Given task: Which lines in the records below contain the word "background"? Filter them out and copy each one, counting a match only when the case is the same.

Entries from a pointing dataset:
+--

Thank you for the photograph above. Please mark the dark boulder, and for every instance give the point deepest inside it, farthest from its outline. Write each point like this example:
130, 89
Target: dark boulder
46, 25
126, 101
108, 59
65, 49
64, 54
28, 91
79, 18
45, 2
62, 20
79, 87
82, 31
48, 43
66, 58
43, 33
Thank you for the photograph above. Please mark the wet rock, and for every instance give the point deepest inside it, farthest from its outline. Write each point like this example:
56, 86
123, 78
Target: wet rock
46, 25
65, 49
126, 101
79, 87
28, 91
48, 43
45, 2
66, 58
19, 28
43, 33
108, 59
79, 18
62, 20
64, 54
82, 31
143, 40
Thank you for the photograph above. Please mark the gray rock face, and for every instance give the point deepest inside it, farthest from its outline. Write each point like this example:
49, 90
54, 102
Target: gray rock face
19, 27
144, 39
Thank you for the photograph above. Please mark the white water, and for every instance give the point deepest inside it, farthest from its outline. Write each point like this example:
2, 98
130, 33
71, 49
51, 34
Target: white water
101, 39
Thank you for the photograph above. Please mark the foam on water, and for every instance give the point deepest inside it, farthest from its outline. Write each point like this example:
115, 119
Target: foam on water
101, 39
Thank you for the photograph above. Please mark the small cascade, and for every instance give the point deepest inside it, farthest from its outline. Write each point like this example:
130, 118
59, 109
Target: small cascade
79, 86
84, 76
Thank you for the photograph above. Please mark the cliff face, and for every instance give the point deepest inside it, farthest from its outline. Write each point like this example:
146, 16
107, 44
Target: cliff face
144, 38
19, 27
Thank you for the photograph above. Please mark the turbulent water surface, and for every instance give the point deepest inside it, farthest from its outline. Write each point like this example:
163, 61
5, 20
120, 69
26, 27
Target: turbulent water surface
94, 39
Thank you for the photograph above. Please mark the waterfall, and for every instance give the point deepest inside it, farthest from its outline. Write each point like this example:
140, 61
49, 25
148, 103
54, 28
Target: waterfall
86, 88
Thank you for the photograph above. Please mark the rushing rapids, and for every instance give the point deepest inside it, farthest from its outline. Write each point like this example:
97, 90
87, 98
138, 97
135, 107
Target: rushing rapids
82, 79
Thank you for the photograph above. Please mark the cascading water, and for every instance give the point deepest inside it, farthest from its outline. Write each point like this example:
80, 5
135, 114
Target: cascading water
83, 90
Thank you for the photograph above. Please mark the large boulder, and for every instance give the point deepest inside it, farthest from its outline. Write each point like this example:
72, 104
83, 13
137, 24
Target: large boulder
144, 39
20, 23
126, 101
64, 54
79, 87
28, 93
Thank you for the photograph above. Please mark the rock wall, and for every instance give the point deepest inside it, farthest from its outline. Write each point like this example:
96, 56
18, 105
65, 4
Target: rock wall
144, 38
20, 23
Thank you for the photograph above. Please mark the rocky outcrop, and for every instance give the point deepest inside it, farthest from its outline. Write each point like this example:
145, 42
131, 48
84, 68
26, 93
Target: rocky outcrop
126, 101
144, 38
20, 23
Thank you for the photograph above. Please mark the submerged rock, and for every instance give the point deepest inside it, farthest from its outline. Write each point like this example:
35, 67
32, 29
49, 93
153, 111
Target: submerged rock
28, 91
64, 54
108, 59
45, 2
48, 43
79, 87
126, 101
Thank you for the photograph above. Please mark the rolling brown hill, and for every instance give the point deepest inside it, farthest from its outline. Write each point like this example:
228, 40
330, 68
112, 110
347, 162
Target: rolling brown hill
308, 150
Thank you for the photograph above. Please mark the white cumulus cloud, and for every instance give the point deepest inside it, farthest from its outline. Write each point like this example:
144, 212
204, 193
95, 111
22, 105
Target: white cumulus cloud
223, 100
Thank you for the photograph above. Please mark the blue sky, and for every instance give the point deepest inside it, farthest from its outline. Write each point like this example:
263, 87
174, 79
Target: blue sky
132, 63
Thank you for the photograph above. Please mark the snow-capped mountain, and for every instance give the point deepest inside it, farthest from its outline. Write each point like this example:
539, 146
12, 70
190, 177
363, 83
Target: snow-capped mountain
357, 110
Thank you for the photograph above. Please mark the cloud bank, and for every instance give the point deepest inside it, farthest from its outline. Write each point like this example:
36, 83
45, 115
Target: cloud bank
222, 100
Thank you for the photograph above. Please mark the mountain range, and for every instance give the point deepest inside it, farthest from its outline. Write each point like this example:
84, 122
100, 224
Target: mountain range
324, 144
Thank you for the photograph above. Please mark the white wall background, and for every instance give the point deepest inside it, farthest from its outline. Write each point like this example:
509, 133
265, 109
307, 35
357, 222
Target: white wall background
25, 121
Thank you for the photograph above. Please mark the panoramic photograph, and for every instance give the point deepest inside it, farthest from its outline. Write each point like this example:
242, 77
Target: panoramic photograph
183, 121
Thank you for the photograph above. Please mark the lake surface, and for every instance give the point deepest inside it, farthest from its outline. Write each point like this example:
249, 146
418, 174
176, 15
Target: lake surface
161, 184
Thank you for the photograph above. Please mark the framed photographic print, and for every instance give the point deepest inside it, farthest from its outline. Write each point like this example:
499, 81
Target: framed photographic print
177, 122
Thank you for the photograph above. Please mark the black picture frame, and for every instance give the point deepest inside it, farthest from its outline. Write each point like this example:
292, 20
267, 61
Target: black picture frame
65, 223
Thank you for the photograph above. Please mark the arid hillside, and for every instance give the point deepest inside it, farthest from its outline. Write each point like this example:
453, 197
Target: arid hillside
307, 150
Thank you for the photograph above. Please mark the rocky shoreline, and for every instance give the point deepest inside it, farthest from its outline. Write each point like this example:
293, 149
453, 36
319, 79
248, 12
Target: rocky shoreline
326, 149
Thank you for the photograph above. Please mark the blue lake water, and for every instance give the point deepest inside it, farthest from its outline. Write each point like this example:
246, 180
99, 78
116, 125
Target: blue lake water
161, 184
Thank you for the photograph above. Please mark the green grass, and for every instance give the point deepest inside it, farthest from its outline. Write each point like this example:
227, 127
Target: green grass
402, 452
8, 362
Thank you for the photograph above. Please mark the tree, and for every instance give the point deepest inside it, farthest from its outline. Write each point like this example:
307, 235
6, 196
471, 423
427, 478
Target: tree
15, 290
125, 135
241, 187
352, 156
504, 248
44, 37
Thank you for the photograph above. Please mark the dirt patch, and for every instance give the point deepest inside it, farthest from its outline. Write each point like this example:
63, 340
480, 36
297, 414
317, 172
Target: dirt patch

+--

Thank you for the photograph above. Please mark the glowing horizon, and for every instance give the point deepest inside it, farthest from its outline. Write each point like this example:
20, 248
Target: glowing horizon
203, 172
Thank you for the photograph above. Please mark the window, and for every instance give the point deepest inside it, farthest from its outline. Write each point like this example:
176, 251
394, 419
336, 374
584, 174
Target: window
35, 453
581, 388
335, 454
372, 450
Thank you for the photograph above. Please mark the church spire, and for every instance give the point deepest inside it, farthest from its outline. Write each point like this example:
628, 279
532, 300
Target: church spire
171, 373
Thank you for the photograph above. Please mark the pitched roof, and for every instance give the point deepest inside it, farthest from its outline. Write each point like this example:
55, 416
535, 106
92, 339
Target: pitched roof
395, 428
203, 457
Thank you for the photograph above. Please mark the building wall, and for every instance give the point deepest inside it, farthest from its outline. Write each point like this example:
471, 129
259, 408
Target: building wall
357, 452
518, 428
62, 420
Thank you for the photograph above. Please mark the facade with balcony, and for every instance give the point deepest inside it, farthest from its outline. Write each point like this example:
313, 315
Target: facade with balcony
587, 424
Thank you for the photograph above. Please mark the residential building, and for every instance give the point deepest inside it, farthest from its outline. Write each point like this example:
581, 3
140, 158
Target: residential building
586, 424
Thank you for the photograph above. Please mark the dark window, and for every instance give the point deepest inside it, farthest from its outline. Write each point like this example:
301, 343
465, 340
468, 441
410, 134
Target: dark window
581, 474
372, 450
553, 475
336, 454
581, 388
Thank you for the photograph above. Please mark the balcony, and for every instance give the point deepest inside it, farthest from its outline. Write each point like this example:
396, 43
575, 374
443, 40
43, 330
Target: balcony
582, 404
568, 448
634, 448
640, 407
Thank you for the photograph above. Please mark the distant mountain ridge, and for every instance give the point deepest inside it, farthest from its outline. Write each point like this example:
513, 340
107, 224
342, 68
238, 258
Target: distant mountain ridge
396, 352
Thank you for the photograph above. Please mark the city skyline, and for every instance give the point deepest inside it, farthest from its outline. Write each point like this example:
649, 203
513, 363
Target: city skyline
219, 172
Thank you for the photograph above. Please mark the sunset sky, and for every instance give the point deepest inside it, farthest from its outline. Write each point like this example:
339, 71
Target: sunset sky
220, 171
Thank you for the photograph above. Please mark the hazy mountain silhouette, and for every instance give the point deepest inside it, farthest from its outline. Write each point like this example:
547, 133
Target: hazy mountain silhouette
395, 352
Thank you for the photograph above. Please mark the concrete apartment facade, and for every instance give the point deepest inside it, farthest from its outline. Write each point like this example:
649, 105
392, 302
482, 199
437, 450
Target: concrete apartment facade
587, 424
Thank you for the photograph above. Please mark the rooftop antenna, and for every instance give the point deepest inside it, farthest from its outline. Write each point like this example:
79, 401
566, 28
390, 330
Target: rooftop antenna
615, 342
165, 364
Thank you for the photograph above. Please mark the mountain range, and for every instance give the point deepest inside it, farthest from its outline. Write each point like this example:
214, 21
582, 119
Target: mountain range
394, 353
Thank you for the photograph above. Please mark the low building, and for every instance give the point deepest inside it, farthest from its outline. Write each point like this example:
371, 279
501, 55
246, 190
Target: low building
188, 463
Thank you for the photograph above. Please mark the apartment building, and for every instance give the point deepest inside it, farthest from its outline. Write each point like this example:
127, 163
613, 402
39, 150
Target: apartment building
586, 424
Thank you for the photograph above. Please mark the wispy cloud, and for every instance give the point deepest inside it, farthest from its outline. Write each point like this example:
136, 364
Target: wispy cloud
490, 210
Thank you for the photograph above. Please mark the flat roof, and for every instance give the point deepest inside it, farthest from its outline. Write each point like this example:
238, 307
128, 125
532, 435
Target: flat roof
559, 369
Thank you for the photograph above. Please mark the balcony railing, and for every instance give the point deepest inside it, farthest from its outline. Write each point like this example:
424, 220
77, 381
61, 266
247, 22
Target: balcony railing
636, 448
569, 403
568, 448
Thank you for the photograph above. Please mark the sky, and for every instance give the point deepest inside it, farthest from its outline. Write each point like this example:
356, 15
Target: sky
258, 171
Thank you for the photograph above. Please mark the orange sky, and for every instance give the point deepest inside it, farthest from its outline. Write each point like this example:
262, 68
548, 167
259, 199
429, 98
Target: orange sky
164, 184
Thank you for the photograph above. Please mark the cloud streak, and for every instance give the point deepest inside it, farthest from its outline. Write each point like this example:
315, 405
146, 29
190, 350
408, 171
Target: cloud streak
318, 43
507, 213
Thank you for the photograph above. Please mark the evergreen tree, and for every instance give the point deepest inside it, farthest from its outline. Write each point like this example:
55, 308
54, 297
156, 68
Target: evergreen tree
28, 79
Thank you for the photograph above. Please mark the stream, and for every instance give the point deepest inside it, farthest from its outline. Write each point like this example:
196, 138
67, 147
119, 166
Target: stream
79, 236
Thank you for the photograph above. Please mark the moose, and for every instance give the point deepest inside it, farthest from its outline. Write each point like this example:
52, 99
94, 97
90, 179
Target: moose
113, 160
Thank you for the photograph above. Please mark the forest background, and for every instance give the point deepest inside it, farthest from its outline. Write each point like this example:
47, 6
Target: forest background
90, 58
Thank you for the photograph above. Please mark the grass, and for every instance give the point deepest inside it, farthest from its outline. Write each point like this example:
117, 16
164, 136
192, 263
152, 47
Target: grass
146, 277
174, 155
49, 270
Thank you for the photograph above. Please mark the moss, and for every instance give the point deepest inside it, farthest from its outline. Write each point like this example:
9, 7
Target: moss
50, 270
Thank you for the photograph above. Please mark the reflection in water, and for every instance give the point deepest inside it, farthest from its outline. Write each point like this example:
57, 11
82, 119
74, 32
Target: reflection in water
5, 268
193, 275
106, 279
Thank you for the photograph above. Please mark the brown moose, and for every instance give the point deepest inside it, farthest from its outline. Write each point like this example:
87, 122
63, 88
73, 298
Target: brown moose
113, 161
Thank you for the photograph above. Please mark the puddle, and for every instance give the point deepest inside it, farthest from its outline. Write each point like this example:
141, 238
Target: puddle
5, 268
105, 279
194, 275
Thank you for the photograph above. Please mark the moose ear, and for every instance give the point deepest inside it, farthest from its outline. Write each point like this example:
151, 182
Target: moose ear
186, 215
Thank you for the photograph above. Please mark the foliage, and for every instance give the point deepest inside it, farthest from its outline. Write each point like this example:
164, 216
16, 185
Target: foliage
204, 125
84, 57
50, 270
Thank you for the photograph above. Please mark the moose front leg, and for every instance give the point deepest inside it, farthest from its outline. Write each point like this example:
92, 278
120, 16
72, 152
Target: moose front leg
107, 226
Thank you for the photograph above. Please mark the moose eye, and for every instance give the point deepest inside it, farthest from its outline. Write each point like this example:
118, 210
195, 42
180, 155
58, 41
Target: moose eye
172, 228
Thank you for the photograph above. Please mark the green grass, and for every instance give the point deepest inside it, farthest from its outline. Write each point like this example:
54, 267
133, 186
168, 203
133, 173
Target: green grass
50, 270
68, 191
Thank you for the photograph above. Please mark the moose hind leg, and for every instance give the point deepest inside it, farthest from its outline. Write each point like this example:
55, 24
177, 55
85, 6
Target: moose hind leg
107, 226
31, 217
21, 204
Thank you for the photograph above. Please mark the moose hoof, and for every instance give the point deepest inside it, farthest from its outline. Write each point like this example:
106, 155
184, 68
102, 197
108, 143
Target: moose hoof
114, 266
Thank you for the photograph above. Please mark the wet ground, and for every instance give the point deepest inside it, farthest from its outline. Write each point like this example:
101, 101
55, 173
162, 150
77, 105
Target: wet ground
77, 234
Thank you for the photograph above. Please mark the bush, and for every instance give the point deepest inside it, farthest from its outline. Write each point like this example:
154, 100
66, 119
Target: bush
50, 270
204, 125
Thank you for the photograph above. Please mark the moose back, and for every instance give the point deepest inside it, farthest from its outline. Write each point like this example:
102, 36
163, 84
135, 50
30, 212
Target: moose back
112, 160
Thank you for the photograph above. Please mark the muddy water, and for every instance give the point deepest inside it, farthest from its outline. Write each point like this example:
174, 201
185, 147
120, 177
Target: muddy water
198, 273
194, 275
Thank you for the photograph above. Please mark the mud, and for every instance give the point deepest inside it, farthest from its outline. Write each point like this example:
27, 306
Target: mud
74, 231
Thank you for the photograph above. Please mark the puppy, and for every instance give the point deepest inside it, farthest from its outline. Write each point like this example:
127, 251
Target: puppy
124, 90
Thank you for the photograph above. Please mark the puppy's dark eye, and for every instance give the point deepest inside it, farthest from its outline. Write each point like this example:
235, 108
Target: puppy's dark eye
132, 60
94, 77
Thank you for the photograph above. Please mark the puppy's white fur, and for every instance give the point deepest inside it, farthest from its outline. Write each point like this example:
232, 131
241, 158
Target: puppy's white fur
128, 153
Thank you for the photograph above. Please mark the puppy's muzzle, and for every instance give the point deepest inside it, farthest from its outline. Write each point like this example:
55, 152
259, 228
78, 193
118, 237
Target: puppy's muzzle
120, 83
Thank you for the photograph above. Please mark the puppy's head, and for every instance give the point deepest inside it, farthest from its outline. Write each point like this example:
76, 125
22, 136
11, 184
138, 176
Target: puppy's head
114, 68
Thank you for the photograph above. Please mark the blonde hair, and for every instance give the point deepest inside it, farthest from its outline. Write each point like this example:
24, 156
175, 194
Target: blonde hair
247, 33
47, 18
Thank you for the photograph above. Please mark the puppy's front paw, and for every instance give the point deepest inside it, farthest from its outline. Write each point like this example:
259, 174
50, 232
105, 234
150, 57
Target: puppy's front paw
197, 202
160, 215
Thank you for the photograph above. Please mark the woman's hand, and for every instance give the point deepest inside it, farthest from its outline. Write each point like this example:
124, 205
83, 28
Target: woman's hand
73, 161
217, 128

+--

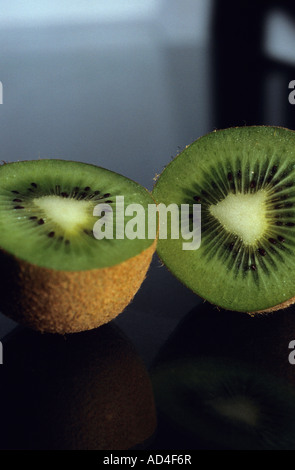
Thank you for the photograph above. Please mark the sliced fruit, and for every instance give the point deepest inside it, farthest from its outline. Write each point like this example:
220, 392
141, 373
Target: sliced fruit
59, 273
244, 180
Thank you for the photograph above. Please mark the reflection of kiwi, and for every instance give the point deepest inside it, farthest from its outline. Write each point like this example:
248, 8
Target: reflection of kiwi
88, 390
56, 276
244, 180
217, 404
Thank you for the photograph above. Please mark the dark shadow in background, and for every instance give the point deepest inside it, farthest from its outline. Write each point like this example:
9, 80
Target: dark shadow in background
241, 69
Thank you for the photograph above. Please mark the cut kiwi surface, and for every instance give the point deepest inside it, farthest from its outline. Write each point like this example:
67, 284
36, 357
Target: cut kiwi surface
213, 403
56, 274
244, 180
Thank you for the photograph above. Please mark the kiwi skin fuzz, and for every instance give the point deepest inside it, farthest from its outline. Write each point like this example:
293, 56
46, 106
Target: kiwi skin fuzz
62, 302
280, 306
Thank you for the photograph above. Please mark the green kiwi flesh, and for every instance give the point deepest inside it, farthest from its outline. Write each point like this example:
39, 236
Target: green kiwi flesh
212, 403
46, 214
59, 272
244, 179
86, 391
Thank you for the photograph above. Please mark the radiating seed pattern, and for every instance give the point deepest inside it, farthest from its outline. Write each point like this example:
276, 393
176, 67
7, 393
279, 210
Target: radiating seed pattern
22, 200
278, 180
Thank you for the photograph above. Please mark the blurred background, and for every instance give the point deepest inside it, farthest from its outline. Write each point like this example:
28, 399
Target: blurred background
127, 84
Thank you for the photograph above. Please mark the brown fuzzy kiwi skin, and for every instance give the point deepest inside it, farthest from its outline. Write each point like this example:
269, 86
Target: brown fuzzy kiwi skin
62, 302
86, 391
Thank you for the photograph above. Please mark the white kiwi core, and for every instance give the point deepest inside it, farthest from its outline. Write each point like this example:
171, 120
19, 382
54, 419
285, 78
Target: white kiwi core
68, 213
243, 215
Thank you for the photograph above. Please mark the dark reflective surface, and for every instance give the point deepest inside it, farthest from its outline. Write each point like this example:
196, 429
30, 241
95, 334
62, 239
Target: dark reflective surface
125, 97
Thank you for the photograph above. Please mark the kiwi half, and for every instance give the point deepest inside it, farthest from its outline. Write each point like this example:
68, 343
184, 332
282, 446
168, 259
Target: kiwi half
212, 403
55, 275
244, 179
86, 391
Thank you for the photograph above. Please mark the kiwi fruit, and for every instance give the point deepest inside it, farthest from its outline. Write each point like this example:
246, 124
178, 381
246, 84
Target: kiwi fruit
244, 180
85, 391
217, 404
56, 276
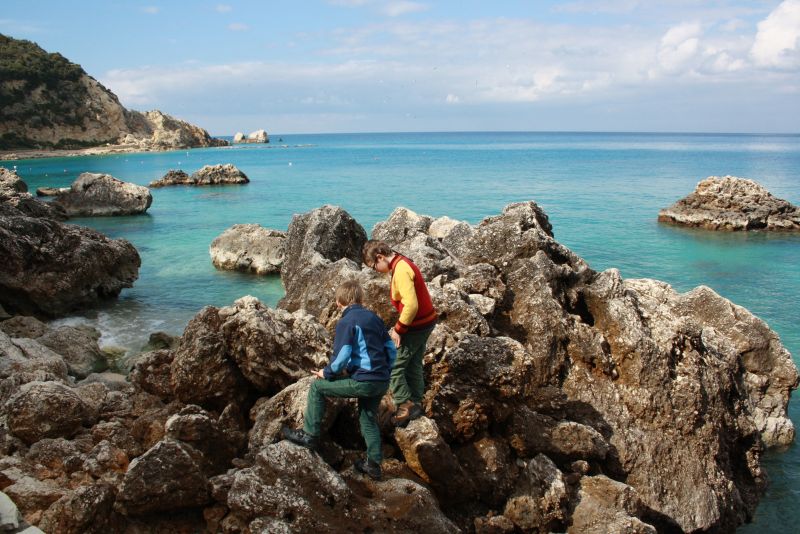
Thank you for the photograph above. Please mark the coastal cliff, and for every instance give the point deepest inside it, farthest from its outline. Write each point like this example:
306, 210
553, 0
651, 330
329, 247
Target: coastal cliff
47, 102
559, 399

+--

Output of the exercise:
Thank you for the photograph above. Please mark the white wall background, and for every instance give the point deepest inside it, farthest from its outline. Write each point like this example:
Target: white wall background
Thank you for the photograph above. Please mark the forest background, and for every instance give the point deepest inside it, farthest from its outline. Write each point like this example:
Target: forest background
Thank you for the photograph above. Please mark the dark shadow in background, and for every instance give the point deepest inside it, farthest from its outline. Write each point like this example:
Target: dark shadow in background
Thank you for the photograph above. Please mark the blurred background, and for every instance give the point deepest inside it, farthest from its outline. Write each point like this example:
Target: blurred background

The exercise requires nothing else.